··· SUPPLIED INFORMATION ···

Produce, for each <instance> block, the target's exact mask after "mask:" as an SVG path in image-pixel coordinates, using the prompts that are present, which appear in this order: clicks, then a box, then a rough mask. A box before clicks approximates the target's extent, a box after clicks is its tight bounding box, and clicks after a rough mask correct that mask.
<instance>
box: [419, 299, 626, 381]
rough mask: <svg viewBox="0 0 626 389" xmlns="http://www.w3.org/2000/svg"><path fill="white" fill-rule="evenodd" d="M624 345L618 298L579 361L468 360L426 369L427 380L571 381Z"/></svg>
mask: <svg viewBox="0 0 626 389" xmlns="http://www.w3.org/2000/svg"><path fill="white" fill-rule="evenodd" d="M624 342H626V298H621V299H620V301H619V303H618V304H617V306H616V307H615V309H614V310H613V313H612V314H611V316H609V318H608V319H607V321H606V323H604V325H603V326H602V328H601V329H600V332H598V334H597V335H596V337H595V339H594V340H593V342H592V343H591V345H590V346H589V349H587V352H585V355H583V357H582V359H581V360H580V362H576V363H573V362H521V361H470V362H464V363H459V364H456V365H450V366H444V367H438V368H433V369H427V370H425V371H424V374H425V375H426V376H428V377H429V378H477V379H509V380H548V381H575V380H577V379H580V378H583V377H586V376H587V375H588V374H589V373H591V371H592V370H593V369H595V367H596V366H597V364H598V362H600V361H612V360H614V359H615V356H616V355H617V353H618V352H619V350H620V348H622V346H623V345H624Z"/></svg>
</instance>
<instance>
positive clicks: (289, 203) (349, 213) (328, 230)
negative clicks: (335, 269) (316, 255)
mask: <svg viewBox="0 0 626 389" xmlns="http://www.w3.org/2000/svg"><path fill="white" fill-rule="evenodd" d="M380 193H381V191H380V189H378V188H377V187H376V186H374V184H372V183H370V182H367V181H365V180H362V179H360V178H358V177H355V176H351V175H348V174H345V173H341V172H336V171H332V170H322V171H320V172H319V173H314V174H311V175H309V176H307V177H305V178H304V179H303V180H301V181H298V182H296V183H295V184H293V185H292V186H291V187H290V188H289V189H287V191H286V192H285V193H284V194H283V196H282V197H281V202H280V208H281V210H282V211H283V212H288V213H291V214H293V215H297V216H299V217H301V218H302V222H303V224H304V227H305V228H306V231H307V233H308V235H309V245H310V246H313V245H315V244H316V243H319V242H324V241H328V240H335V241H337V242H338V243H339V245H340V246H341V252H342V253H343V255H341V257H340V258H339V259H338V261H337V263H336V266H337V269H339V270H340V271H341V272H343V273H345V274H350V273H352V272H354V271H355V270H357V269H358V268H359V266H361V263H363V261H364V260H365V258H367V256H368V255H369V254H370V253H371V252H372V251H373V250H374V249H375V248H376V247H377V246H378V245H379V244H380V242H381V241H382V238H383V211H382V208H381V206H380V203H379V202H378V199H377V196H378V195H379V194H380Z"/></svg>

···

__WHAT NEEDS TO BE DONE__
Rewrite the data above with every occurrence of "rough mask" changed to "coarse mask" and everything else left as it is.

__RESPONSE BOX__
Produce, for each <instance> block, the target's exact mask after "mask:" as an SVG path in image-pixel coordinates, using the prompts that are present, which appear in this order: clicks, then a box, then a coarse mask. A box before clicks approximates the target's extent, a box after clicks is its tight bounding box, and clicks after a coarse mask correct that mask.
<instance>
box: [419, 299, 626, 381]
coarse mask: <svg viewBox="0 0 626 389" xmlns="http://www.w3.org/2000/svg"><path fill="white" fill-rule="evenodd" d="M624 345L618 298L579 361L468 360L426 369L427 380L571 381Z"/></svg>
mask: <svg viewBox="0 0 626 389" xmlns="http://www.w3.org/2000/svg"><path fill="white" fill-rule="evenodd" d="M624 342H626V298H621V299H620V301H619V303H618V304H617V306H616V307H615V309H614V310H613V313H612V314H611V316H609V318H608V319H607V321H606V323H604V325H603V326H602V328H601V329H600V332H598V334H597V335H596V337H595V339H594V340H593V342H592V343H591V345H590V346H589V349H587V352H585V355H583V357H582V359H581V360H580V362H576V363H573V362H521V361H470V362H464V363H459V364H456V365H450V366H444V367H438V368H433V369H427V370H425V371H424V374H425V375H426V376H428V377H429V378H477V379H509V380H548V381H575V380H577V379H580V378H583V377H586V376H587V375H588V374H589V373H591V371H592V370H593V369H595V367H596V366H597V364H598V362H600V361H612V360H614V359H615V356H616V355H617V353H618V352H619V350H620V348H622V346H623V345H624Z"/></svg>
</instance>
<instance>
positive clicks: (289, 203) (349, 213) (328, 230)
negative clicks: (335, 269) (316, 255)
mask: <svg viewBox="0 0 626 389" xmlns="http://www.w3.org/2000/svg"><path fill="white" fill-rule="evenodd" d="M380 193H381V191H380V189H378V188H377V187H376V186H374V184H372V183H370V182H367V181H365V180H362V179H360V178H358V177H355V176H351V175H348V174H345V173H341V172H336V171H332V170H322V171H320V172H319V173H314V174H311V175H309V176H307V177H305V178H304V179H303V180H301V181H298V182H296V183H295V184H293V185H292V186H291V187H290V188H289V189H287V191H286V192H285V193H284V194H283V196H282V197H281V202H280V208H281V210H282V211H283V212H288V213H291V214H293V215H297V216H299V217H301V218H302V222H303V224H304V227H305V228H306V231H307V233H308V235H309V245H310V246H313V245H315V244H316V243H319V242H324V241H328V240H335V241H337V242H338V243H339V245H340V246H341V252H342V253H343V255H341V257H340V258H339V259H338V261H337V263H336V266H337V269H339V270H340V271H341V272H343V273H345V274H350V273H352V272H354V271H355V270H357V269H358V268H359V266H361V263H363V261H364V260H365V258H367V256H368V255H369V254H370V253H371V252H372V251H373V250H374V249H375V248H376V247H377V246H378V245H379V244H380V242H381V241H382V238H383V211H382V208H381V206H380V203H379V202H378V199H377V196H378V195H379V194H380Z"/></svg>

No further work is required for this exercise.